-------- Blok Teks --------

Kasus korupsi itu terjadi di PT Pertamina Patra Niaga, anak perusahaan Pertamina.

Modusnya diduga dengan cara mengoplos Pertalite dengan Pertamax yang kemudian dijual dengan harga Pertamax.

Sontak kepercayaan publik terhadap Pertamina langsung luruh.

Mereka beralih ke bahan bakar minyak produksi perusahaan asing. Yang rugi Indonesia juga.

Korupsi di sektor politik juga menggila.

Sejak pilkada langsung digelar tahun 2004 hingga kini sudah ada 400-an kepala daerah yang terlibat korupsi.

Sejak awal Reformasi hingga kini, sudah ada puluhan menteri yang terlibat KORUPSI.

Termasuk Menteri Sosial, Menteri Kesehatan, Menteri Pemuda dan Olahraga, bahkan hingga Menteri Agama. Bahkan tak cukup sekali.

Padahal mereka mengurus jiwa dan raga rakyat Indonesia. Itu di ranah eksekutif.

Di ranah legislatif, korupsi juga tak kalah gila.

Sejak awal era Reformasi hingga kini, sudah ada ratusan anggota DPR RI yang terlibat korupsi.

Sudah lebih dari 3600 anggota DPRD yang terlibat korupsi. Pun anggota DPD RI.

Bahkan di DPR dan DPD, korupsi menyentuh pucuk pimpinan, yakni Setya Novanto dan Irman Gusman.

Korupsi di ranah yudikatif juga terjadi.

Sejumlah Hakim Agung terlibat korupsi.

Pun dua mantan Sekretaris Mahkamah Agung (MA) yakni Nurhadi Abdurrachman dan Hasbi Hasan.

Di Mahkamah Konstitusi (MK), korupsi juga menyentuh pucuk pimpinan, yakni Akil Mochtar.

Sebagian besar pelaku korupsi itu, mohon maaf, adalah Muslim. Bahkan Muslim taat.

Ini tentu saja terkait dengan kondisi demografi, di mana 82 persen penduduk Indonesia adalah Muslim.

Kesalehan Individual vs Kesalehan Sosial.

Pertanyaannya, mengapa banyak kasus korupsi di Tanah Air yang mayoritas penduduknya Muslim?

Patut diduga banyak diantara kita yang Muslim tidak melaksanakan ajaran agamanya dengan benar.

-------- Data Tersimpan --------

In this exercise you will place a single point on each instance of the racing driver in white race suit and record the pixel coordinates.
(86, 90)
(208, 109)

--------

▶ **Tugas Anda**
a) Sebutkan semua nama orang yang muncul di teks tentang korupsi.
b) Tulis ulang paragraf yang diawali "Modusnya diduga" di teks tentang korupsi dengan lebih singkat. Fakta utamanya harus tetap ada.

▶ **Jawaban Kegiatan**
a) Setya Novanto, Irman Gusman, Nurhadi Abdurrachman, Hasbi Hasan, Akil Mochtar

b) Diduga, Pertalite dioplos dengan Pertamax, lalu dijual seharga Pertamax.